++++ Document
Why We Verify Every Interview Fact Twice
The Mythic Intel Team · May 22, 2026 · 6 min read
We verify every interview fact twice because a single research pass produces confident, fluent claims that are sometimes wrong, and wrong feedback during prep is worse than no feedback. The first pass gathers what the role demands. The second pass is adversarial: it tries to disprove every claim from the first, and anything it cannot confirm against a real source gets struck before it ever reaches your room. That second check is the difference between interview prep accuracy you can trust and a plausible-sounding hallucination.
This matters because the cost of an unverified claim is asymmetric. If a tool tells you a framework ships with a feature it does not, or grades you against a "best practice" that was deprecated two versions ago, you walk into the real interview having rehearsed something false. The panel notices. So the standard for fact-checked interview questions has to be higher than "the model sounded sure."
++++++++
Exercise prompt
Carry on the post about verifying interview facts twice, starting after its final sentence. The data below comes from a separate source.
++++ Provided data
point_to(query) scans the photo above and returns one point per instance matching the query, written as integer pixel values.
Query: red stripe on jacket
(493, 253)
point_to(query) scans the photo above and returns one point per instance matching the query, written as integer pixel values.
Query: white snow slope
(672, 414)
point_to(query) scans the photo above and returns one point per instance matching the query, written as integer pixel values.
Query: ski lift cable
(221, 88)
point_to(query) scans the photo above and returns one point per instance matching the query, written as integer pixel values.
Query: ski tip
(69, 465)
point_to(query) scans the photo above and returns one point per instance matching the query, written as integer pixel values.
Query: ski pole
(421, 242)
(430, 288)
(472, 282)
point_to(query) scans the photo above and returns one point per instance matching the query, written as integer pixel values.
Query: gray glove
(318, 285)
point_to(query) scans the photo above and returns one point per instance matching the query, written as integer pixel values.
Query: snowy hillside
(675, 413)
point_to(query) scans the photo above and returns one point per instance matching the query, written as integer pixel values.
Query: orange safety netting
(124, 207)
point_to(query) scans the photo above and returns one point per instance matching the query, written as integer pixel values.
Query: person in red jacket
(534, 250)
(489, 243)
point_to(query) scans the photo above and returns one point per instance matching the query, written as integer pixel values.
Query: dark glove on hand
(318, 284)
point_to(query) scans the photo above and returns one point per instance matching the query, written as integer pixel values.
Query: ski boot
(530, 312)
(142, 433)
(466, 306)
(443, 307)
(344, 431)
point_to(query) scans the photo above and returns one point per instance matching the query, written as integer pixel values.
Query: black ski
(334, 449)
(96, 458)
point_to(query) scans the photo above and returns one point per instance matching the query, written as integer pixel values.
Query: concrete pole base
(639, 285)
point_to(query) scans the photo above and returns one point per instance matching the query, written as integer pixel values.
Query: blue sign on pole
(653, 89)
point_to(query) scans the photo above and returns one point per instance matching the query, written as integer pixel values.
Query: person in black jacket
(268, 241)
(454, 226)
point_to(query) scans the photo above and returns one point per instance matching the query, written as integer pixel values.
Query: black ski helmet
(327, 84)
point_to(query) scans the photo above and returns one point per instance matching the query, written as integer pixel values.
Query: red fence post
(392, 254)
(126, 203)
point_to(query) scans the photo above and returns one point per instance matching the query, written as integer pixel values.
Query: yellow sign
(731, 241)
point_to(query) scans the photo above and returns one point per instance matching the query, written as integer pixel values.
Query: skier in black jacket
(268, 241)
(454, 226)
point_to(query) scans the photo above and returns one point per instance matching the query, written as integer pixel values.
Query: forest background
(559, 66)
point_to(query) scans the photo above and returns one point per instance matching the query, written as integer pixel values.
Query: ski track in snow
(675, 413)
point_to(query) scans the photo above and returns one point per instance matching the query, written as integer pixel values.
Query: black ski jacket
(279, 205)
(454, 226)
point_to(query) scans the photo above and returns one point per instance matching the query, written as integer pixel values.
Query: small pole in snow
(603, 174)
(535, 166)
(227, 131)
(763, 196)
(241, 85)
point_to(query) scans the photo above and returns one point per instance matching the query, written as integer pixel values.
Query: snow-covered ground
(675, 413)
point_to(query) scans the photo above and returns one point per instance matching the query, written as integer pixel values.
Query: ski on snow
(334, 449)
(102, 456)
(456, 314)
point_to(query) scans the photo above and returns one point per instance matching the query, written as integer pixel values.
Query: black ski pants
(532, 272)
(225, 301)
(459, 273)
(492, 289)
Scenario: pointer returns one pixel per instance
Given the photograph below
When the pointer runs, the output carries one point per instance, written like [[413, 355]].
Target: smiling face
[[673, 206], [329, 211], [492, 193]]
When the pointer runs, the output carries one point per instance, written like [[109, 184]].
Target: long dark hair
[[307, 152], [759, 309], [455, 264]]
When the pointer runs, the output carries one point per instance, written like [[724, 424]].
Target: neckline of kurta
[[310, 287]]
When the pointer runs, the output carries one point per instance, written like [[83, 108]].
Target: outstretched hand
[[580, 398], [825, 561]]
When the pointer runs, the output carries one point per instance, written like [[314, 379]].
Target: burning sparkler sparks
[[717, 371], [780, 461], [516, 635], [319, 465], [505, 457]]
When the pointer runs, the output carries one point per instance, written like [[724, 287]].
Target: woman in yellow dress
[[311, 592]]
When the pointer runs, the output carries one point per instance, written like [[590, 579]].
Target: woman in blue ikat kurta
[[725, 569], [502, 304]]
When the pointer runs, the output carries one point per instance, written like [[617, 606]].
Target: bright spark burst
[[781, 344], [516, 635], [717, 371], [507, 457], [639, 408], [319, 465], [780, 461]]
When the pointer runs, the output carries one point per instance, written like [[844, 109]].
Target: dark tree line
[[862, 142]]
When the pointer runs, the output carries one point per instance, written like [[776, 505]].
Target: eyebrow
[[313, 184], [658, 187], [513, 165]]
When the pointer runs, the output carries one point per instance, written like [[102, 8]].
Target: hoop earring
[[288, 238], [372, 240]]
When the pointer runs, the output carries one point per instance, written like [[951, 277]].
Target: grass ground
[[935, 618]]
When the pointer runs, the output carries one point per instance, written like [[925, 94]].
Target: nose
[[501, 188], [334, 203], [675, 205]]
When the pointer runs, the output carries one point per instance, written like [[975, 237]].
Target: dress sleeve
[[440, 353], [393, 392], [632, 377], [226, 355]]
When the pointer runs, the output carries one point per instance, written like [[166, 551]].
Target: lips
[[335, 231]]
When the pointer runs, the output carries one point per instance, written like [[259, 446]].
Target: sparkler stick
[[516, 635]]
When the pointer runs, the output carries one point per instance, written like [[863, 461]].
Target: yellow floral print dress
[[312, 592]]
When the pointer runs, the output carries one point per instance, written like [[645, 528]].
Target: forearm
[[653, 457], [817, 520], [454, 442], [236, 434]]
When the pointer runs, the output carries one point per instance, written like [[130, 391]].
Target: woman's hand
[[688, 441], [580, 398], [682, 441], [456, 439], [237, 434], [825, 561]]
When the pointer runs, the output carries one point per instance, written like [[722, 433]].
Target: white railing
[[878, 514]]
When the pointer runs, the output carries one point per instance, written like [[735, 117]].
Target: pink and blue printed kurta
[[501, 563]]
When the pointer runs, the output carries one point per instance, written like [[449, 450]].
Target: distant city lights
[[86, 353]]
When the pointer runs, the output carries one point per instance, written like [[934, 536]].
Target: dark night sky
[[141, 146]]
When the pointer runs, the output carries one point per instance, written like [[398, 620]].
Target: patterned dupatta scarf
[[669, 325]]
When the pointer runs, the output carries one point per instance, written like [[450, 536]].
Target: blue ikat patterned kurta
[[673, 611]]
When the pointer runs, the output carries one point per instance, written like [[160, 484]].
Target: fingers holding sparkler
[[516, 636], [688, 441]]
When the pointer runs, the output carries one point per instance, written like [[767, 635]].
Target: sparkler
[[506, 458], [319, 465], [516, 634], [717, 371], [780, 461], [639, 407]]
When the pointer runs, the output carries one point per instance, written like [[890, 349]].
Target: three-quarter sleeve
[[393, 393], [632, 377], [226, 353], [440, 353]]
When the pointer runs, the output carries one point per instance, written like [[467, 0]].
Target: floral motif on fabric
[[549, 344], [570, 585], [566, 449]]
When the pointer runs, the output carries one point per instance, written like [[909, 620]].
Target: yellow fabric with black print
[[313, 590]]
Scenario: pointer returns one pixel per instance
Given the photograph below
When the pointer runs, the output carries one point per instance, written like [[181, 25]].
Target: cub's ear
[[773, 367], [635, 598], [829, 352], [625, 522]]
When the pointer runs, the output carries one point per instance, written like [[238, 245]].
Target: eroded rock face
++++++++
Solved problem
One pass is not enough
Large language models generate text by predicting what is statistically likely to come next, which means they optimize for fluency and coherence, not for being correct. Researchers describe hallucination as output that is syntactically clean and convincing but factually unsupported, and surveys treat it as an innate limitation of how these models work rather than a bug you can fully patch out. When a model is unsure, it does not stop. It produces the most probable-looking continuation, which can be a fabrication delivered in the same confident tone as a fact.
A single research pass inherits that weakness directly. The model reads, summarizes, and writes questions in one motion, and any shaky claim it picked up gets baked into the rubric you study against. You would never know which lines were solid and which were guesses.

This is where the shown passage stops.